Task goal → No images are to be carried over; print all other material exactly as it stands.

Data shown →
****************
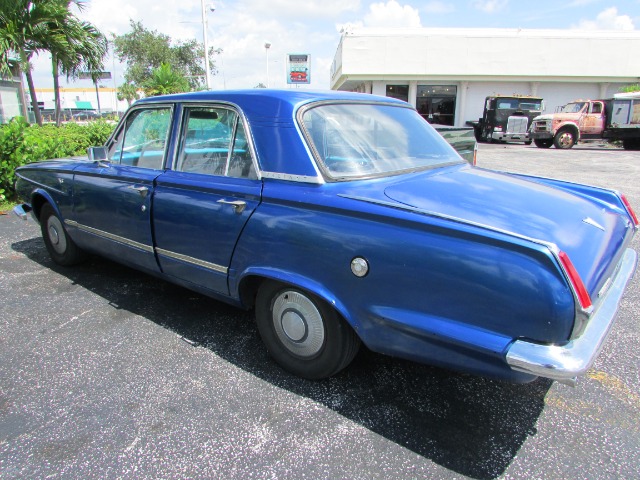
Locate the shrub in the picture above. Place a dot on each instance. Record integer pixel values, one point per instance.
(21, 144)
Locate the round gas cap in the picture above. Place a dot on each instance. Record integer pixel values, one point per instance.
(359, 267)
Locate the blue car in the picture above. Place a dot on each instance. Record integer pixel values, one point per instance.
(341, 219)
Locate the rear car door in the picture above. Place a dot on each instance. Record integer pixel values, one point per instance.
(202, 204)
(112, 198)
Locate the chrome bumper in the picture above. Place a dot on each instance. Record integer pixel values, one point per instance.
(565, 363)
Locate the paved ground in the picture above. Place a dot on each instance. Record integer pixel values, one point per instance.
(108, 373)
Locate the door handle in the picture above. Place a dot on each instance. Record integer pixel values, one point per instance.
(238, 205)
(142, 190)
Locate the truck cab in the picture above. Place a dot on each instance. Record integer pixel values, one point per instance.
(506, 118)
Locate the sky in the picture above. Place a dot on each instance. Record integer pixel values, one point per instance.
(242, 27)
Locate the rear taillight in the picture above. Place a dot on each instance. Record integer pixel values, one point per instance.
(576, 281)
(629, 209)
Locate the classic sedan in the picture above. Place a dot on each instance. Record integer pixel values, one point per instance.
(341, 219)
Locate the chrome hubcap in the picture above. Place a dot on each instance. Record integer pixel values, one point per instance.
(56, 235)
(298, 323)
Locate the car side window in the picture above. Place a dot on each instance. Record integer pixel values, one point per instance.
(214, 142)
(143, 139)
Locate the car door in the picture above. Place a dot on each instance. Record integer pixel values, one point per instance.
(113, 198)
(202, 204)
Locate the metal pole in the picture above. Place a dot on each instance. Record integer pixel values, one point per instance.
(207, 73)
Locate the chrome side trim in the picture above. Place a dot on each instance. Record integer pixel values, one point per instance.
(195, 261)
(110, 236)
(293, 178)
(565, 362)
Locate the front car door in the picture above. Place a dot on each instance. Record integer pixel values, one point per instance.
(204, 201)
(112, 198)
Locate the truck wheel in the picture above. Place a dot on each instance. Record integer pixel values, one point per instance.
(543, 142)
(305, 335)
(61, 248)
(631, 144)
(565, 138)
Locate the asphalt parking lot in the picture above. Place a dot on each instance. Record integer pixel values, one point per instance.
(109, 373)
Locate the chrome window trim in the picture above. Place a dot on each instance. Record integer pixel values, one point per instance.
(194, 261)
(293, 178)
(110, 236)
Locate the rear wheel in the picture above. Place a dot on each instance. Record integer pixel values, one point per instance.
(565, 138)
(543, 142)
(631, 144)
(302, 333)
(61, 248)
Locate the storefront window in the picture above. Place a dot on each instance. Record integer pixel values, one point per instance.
(437, 103)
(401, 92)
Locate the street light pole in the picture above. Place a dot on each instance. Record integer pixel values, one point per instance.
(267, 46)
(207, 73)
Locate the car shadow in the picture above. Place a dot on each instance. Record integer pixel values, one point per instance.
(470, 425)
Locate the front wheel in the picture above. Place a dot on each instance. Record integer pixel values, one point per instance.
(543, 142)
(60, 246)
(302, 333)
(564, 139)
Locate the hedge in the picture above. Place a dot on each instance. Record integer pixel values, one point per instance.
(21, 143)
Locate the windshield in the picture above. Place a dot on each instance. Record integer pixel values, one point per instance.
(358, 140)
(518, 104)
(573, 107)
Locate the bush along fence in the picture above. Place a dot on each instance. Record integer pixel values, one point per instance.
(21, 143)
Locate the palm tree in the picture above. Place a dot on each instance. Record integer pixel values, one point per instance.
(164, 80)
(32, 26)
(83, 49)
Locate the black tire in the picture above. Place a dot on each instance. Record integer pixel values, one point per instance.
(543, 142)
(303, 334)
(61, 248)
(564, 139)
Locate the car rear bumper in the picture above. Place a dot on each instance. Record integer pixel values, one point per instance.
(566, 362)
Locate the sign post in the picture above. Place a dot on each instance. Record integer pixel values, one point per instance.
(298, 68)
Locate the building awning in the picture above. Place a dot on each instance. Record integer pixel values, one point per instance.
(84, 105)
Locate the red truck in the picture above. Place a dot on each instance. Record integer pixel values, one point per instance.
(617, 118)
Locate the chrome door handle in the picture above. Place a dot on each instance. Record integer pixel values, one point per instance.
(238, 205)
(141, 190)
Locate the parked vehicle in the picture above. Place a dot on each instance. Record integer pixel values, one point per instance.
(617, 118)
(343, 218)
(462, 139)
(506, 118)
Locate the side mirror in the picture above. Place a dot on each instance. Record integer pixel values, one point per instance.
(97, 154)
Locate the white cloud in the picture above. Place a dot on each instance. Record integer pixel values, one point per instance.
(608, 20)
(438, 7)
(489, 6)
(391, 14)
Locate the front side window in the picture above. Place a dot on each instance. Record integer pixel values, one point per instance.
(142, 141)
(360, 140)
(214, 142)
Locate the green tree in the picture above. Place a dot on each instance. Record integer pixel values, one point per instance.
(164, 81)
(145, 50)
(128, 92)
(83, 49)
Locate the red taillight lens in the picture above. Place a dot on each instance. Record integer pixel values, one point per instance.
(629, 209)
(576, 281)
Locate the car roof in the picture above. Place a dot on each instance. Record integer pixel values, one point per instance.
(271, 115)
(270, 105)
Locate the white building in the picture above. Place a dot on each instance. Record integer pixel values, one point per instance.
(449, 72)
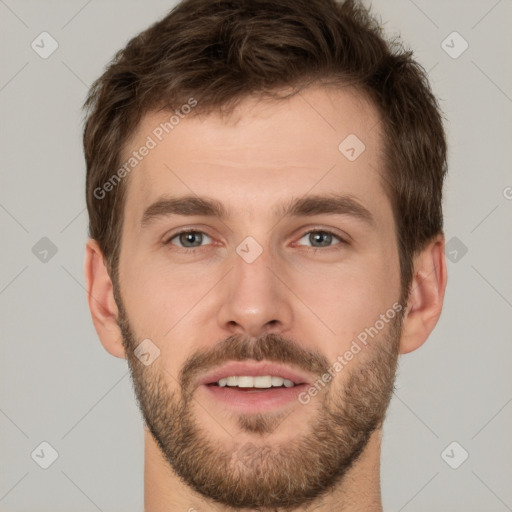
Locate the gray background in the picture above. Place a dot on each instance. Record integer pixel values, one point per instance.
(59, 385)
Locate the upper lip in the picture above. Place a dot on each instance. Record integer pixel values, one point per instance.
(254, 369)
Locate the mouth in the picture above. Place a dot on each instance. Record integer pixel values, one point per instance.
(252, 388)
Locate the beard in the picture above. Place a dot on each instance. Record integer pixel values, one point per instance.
(257, 475)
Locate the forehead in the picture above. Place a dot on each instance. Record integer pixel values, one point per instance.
(320, 140)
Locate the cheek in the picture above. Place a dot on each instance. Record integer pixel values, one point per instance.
(346, 299)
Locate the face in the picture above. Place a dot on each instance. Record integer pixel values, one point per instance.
(269, 278)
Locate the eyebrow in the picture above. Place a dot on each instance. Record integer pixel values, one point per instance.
(306, 206)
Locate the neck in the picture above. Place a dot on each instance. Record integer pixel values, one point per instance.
(358, 491)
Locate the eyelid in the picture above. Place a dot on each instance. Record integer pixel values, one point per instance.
(342, 235)
(304, 231)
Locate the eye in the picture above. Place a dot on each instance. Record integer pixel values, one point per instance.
(189, 239)
(320, 238)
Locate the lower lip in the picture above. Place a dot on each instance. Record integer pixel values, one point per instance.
(254, 401)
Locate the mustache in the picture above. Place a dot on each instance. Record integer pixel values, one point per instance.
(270, 347)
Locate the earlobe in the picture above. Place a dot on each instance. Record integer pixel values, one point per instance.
(100, 297)
(426, 296)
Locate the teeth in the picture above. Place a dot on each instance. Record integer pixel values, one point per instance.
(264, 382)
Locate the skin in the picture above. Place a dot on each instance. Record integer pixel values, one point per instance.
(211, 302)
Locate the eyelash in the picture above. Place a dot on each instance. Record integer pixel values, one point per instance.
(194, 249)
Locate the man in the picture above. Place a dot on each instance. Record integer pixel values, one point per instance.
(264, 186)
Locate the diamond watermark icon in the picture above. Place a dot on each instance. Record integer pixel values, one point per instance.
****************
The solution →
Locate the shrub in the picture above. Place a dot on each instance. Record integer pixel values, one point per instance.
(21, 144)
Locate the round gas cap in the picture above. Place a dot on each instance. Record integer pixel values, one point per instance.
(359, 267)
Locate the blue car in the picture above. Place a dot on each instance. Record integer pixel values, one point per instance.
(341, 219)
Locate the rear car door in the picture above. Place a dot on each instance. Record integer pixel values, one point per instance.
(202, 204)
(112, 198)
Locate the chrome bumper in the picture above. Place a dot on each instance. Record integer pixel values, one point per instance.
(565, 363)
Locate the paved ground in the picture above. Place a dot on each instance. Record integer pixel values, one point per instance.
(108, 373)
Locate the door handle in the picture above. Place a dot on each instance. Record integer pixel values, one point per instance.
(238, 205)
(142, 190)
Locate the truck cab in the picture above. Place a dot on each instance. Record integer pixel values, one point per instance.
(506, 118)
Locate the sky in the picture above. Place a dot on each instance. Record integer pixel values, one point per instance.
(242, 27)
Locate the rear taillight in the picture above. Place a dot on each instance. Record integer pixel values, one point per instance.
(576, 281)
(629, 209)
Locate the classic sedan in the picture above. Place a dot on each instance. Record integer pixel values, one point per instance.
(341, 219)
Locate the chrome hubcap in the picture above. Place a dot on each instance. Record integer pixel values, one point per instance.
(56, 235)
(298, 323)
Locate the car side window in the picture above. Place a dot on each instance. Record integer pixel values, one point per instance.
(214, 142)
(143, 139)
Locate the car door in the picture above. Place a dot on each instance. Record integer pixel values, one point per instance.
(113, 198)
(202, 204)
Locate the metal pole in the picture above. Place a dot on each instance. Record integer pixel values, one point per instance.
(207, 73)
Locate the chrome side trim in the picture above. Place a dot on each instance. Record integer pixel values, one point per instance.
(195, 261)
(110, 236)
(293, 178)
(565, 362)
Locate the front car door in the picture above. Place a dot on each instance. Record integer pixel values, one point per instance.
(204, 201)
(112, 198)
Locate the truck wheel in the picture above. Place a dot on each instance. Record integer pixel values, one point per instance.
(543, 142)
(305, 335)
(61, 248)
(631, 144)
(565, 138)
Locate the asphalt parking lot in the picture above. Place a dot on each instance. Record integer pixel values, one point per instance.
(109, 373)
Locate the chrome window trim in the picture above. Place a dot on each instance. Record integer pixel values, one point per instance.
(194, 261)
(293, 178)
(110, 236)
Locate the rear wheel in the picture above. Place a dot on each instance. Record integer pixel values, one point per instance.
(565, 138)
(543, 142)
(631, 144)
(302, 333)
(61, 248)
Locate the storefront window in the picture above. Place a dot on each instance. Record integer pixel values, one point per instance.
(437, 103)
(401, 92)
Locate the street light pole in the picture above. Place a dot on each instance. Record integer pixel values, one point per instance.
(267, 46)
(207, 73)
Locate the car shadow in the picture above. Place a dot on each instance. Record integer pixel values, one point per instance.
(470, 425)
Locate the front wheel in the picture above. Place a dot on each instance. Record integer pixel values, one point per instance.
(543, 142)
(60, 246)
(302, 333)
(564, 139)
Locate the hedge in the picture above. Place a dot on each instance. Record integer pixel values, one point per instance.
(21, 143)
Locate the windshield in the picture above. Place a dot on each instance. Record integer pixel values, one point per instance.
(358, 140)
(518, 104)
(573, 107)
Locate the bush along fence in the picture above. Place a dot on each instance. Record integer pixel values, one point per instance.
(21, 143)
Locate the palm tree in the picture above. Place a dot on each instance. Record integer pixel values, one point per instance.
(164, 80)
(32, 26)
(83, 49)
Locate the black tire in the picture above. Place a dot on each instance. Record integer pixel values, one point per instance.
(543, 142)
(303, 334)
(61, 248)
(564, 139)
Locate the car rear bumper in the picture above. Place a dot on each instance. Record integer pixel values, one point per instance.
(566, 362)
Locate the sign post in the picture above. Place a dot on each instance. Record integer pixel values, one point per instance.
(298, 68)
Locate the building awning in the picture above. Place a dot on each instance. Record integer pixel values, one point per instance.
(84, 105)
Locate the red truck in the picture above. Place a dot on each instance. Record integer pixel values, one point per instance.
(617, 118)
Locate the chrome door handle in the picture above. Place a dot on each instance. Record integer pixel values, one point per instance.
(238, 205)
(141, 190)
Locate the parked vehicle in the picture above. Place a dot on each instance. Record integer pixel values, one point per instance.
(617, 118)
(343, 218)
(462, 139)
(506, 118)
Locate the side mirror in the picture above. Place a dot on each instance. Record integer pixel values, one point per instance.
(97, 154)
Locate the white cloud in the picture above. Place a dot on each instance. Record integer pixel values, one point per instance.
(608, 20)
(438, 7)
(489, 6)
(391, 14)
Locate the front side window in the picture above. Place a dot on each instance. Record integer pixel values, one point per instance.
(142, 141)
(360, 140)
(214, 142)
Locate the green tree in the picture above. Place a dot on each instance. Record integer pixel values, one point per instance.
(164, 81)
(145, 50)
(128, 92)
(83, 49)
Locate the red taillight lens in the picture above. Place a dot on each instance. Record integer pixel values, one point per instance.
(629, 209)
(576, 281)
Locate the car roof in the picture above. Place a dot on each instance. Record integer pixel values, one point per instance.
(271, 115)
(270, 105)
Locate the white building in the picture above. Place a dot on each instance. Record integer pixel values, one point per instance.
(449, 72)
Locate the gray background in the picture above. Place a dot on each instance. Record integer pixel values, one point per instance.
(59, 385)
Locate the upper lip in the picture above. Place a dot on each instance. Record integer pixel values, one point per instance.
(254, 369)
Locate the mouth in the picture above. Place a dot on each instance. Record integer pixel values, one point per instance.
(252, 388)
Locate the beard in the picture above. Place a dot on each instance. Record integer pixel values, one point per instance.
(257, 475)
Locate the forehead in the picture above. Place a dot on each instance. Record integer pixel values, one point per instance.
(320, 140)
Locate the cheek in the picture above. Place a dot on each instance. Record integer pixel values, one point per instance.
(346, 299)
Locate the face in the picture above. Place a dot on each instance. Record integer pixel values, one point per instance.
(269, 278)
Locate the eyebrow in the picture above. Place a dot on each instance. Record integer pixel values, one point per instance.
(306, 206)
Locate the neck in the picture above. Place a dot on each instance. Record integer pixel values, one point per instance.
(358, 491)
Locate the eyelid in the picture above. Place a dot on each instance. Record integer pixel values, one point per instance.
(342, 235)
(304, 231)
Locate the eye in the picture above. Place a dot on each instance. Record integer pixel values, one point per instance.
(189, 239)
(320, 238)
Locate the lower lip in the picture above. Place a dot on each instance. Record integer pixel values, one point per instance.
(254, 401)
Locate the mustache in the picture above. Place a dot on each instance. Record integer pixel values, one point per instance.
(270, 347)
Locate the earlobe in the picture above. Place a dot on each instance. Record integer pixel values, one point per instance.
(100, 297)
(426, 296)
Locate the teeth in the picture above. Place a dot on each instance. Record integer pixel values, one point per instance.
(264, 382)
Locate the skin in the picture above. Place a dot on each instance. Record integer pixel values, one point per instance.
(211, 302)
Locate the eyelash in the picture above. Place a dot on each instance. Record integer pixel values, one point per instance.
(194, 249)
Locate the man in the picture above. Place a dot on each instance. Record integer pixel values, one point per instance.
(264, 186)
Locate the diamond watermark icon in the picture above. Place a dot on each instance. Record integer pixel values, one point per instance.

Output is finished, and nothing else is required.